PROMPT | Copy the material below line for line without any changes, and leave out the pictures.

DATA FOR THIS TASK |
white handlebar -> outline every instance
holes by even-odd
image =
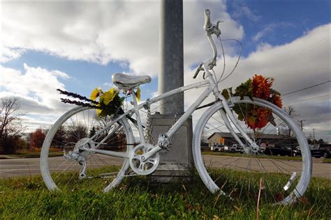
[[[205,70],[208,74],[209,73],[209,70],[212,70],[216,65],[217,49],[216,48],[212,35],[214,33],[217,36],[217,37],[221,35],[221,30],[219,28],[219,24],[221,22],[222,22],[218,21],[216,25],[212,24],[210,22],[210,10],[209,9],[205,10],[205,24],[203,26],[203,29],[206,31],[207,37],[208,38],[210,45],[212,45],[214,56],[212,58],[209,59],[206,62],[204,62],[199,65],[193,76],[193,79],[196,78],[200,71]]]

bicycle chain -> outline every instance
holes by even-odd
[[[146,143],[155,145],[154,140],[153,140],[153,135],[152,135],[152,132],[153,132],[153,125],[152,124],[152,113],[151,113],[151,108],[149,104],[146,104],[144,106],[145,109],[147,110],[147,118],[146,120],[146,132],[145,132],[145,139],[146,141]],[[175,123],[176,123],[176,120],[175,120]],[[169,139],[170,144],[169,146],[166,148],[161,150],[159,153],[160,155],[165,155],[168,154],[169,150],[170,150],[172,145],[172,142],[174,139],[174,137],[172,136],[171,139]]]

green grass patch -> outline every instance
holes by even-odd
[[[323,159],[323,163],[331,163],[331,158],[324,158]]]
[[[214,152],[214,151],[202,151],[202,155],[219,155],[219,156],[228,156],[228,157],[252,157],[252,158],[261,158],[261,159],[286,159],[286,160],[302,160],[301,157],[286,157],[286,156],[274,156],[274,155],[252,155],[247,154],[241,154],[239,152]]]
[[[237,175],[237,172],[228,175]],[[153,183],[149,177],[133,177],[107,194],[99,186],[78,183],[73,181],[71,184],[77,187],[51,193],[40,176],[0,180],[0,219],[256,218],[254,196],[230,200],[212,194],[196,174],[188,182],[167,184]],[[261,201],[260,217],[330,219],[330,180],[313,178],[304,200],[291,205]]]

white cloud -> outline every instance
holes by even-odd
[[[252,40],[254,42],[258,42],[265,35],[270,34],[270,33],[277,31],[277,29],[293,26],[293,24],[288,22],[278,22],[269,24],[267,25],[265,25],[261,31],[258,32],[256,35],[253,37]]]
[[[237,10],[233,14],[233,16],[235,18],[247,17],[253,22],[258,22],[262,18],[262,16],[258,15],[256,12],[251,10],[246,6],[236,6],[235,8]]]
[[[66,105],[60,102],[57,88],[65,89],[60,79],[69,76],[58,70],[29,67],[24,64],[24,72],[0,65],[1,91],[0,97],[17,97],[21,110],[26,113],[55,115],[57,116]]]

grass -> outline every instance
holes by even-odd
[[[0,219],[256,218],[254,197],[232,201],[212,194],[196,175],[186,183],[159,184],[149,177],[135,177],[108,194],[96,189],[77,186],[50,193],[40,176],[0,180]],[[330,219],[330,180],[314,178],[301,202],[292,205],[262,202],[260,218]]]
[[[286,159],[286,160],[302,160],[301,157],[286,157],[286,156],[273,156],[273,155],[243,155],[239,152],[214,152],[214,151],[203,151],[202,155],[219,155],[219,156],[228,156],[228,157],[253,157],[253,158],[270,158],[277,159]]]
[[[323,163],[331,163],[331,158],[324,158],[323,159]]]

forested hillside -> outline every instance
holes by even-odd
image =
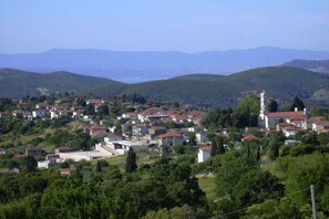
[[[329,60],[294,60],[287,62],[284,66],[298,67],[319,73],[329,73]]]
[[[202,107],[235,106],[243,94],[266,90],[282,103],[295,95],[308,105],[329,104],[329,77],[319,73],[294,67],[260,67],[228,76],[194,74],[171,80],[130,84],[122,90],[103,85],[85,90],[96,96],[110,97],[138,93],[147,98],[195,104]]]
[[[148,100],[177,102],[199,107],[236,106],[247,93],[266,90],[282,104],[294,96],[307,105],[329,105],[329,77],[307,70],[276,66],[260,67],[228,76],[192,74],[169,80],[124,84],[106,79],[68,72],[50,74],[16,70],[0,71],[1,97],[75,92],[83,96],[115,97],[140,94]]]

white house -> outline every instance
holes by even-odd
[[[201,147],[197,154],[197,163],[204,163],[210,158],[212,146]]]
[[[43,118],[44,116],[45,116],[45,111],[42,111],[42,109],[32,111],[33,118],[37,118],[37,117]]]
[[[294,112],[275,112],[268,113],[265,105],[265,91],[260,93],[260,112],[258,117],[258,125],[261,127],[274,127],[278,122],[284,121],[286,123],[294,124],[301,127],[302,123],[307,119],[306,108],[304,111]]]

SOLUTION |
white handlebar -> outline every instance
holes by even-odd
image =
[[[205,70],[208,74],[209,73],[209,70],[212,70],[216,65],[217,49],[216,48],[212,35],[214,33],[217,36],[217,37],[221,35],[221,30],[219,28],[219,24],[221,22],[222,22],[218,21],[216,25],[212,24],[210,22],[210,10],[209,9],[205,10],[205,24],[203,26],[203,29],[206,31],[207,37],[208,38],[210,45],[212,45],[214,56],[212,58],[209,59],[206,62],[204,62],[199,65],[193,76],[193,79],[196,78],[200,71]]]

bicycle chain -> outline every instance
holes by even-odd
[[[146,143],[155,145],[154,140],[153,140],[153,135],[152,135],[152,132],[153,132],[153,125],[152,124],[152,113],[151,113],[151,108],[149,104],[146,104],[144,106],[145,109],[147,110],[147,118],[146,120],[146,132],[145,132],[145,139],[146,141]],[[175,123],[176,123],[176,120],[175,120]],[[169,139],[170,144],[169,146],[166,148],[161,150],[159,153],[160,155],[165,155],[168,154],[169,150],[170,150],[172,145],[172,142],[174,139],[174,137],[172,136],[171,139]]]

green grass patch -> outline every instance
holes by even-odd
[[[323,159],[323,163],[331,163],[331,158],[324,158]]]
[[[214,152],[214,151],[202,151],[202,155],[219,155],[219,156],[228,156],[228,157],[252,157],[252,158],[261,158],[261,159],[286,159],[286,160],[302,160],[301,157],[286,157],[286,156],[274,156],[274,155],[252,155],[247,154],[241,154],[239,152]]]
[[[237,175],[237,172],[228,175]],[[153,183],[149,177],[133,177],[107,194],[99,186],[78,183],[73,181],[71,184],[77,187],[51,193],[40,176],[0,180],[0,219],[256,218],[254,196],[230,200],[212,194],[196,174],[188,182],[167,184]],[[261,201],[260,217],[330,219],[330,180],[313,178],[304,200],[291,205]]]

white cloud -> outline every instance
holes by even-odd
[[[252,40],[254,42],[258,42],[265,35],[270,34],[270,33],[277,31],[277,29],[293,26],[293,24],[288,22],[278,22],[269,24],[267,25],[265,25],[261,31],[258,32],[256,35],[253,37]]]
[[[237,10],[233,14],[233,16],[235,18],[247,17],[253,22],[258,22],[262,18],[262,16],[258,15],[256,12],[251,10],[246,6],[236,6],[235,8]]]
[[[66,105],[60,102],[57,88],[65,89],[60,79],[69,76],[58,70],[29,67],[24,64],[24,72],[0,65],[1,91],[0,97],[17,97],[21,110],[26,113],[55,115],[57,116]]]

grass -> outline every instance
holes by even-odd
[[[0,219],[256,218],[254,197],[232,201],[212,194],[196,175],[186,183],[159,184],[149,177],[135,177],[108,194],[96,189],[77,186],[50,193],[40,176],[0,180]],[[330,219],[330,180],[314,178],[301,202],[292,205],[262,202],[260,218]]]
[[[286,159],[286,160],[302,160],[301,157],[286,157],[286,156],[273,156],[273,155],[243,155],[239,152],[214,152],[214,151],[203,151],[202,155],[219,155],[219,156],[228,156],[228,157],[253,157],[253,158],[270,158],[277,159]]]
[[[323,163],[331,163],[331,158],[324,158],[323,159]]]

forested hillside -> outline every instance
holes by even-odd
image =
[[[329,60],[294,60],[287,62],[284,66],[298,67],[319,73],[329,73]]]
[[[202,107],[235,106],[243,94],[266,90],[282,103],[295,95],[308,105],[329,104],[329,77],[319,73],[294,67],[260,67],[228,76],[194,74],[171,80],[130,84],[122,90],[103,85],[85,90],[96,96],[110,97],[138,93],[147,98],[195,104]]]
[[[148,100],[177,102],[199,107],[236,106],[247,93],[266,90],[282,104],[294,96],[307,105],[329,105],[329,77],[307,70],[276,66],[260,67],[228,76],[192,74],[169,80],[124,84],[106,79],[68,72],[50,74],[16,70],[0,71],[1,97],[75,92],[83,96],[115,97],[140,94]]]

white house -> outline every instance
holes by even-odd
[[[201,147],[197,154],[197,163],[204,163],[210,158],[212,146]]]
[[[43,118],[44,116],[45,116],[45,111],[42,111],[42,109],[32,111],[33,118],[37,118],[37,117]]]
[[[294,112],[275,112],[268,113],[265,105],[265,91],[260,93],[260,112],[258,117],[258,125],[261,127],[274,127],[278,122],[284,121],[286,123],[294,124],[301,127],[302,123],[307,119],[306,108],[304,111]]]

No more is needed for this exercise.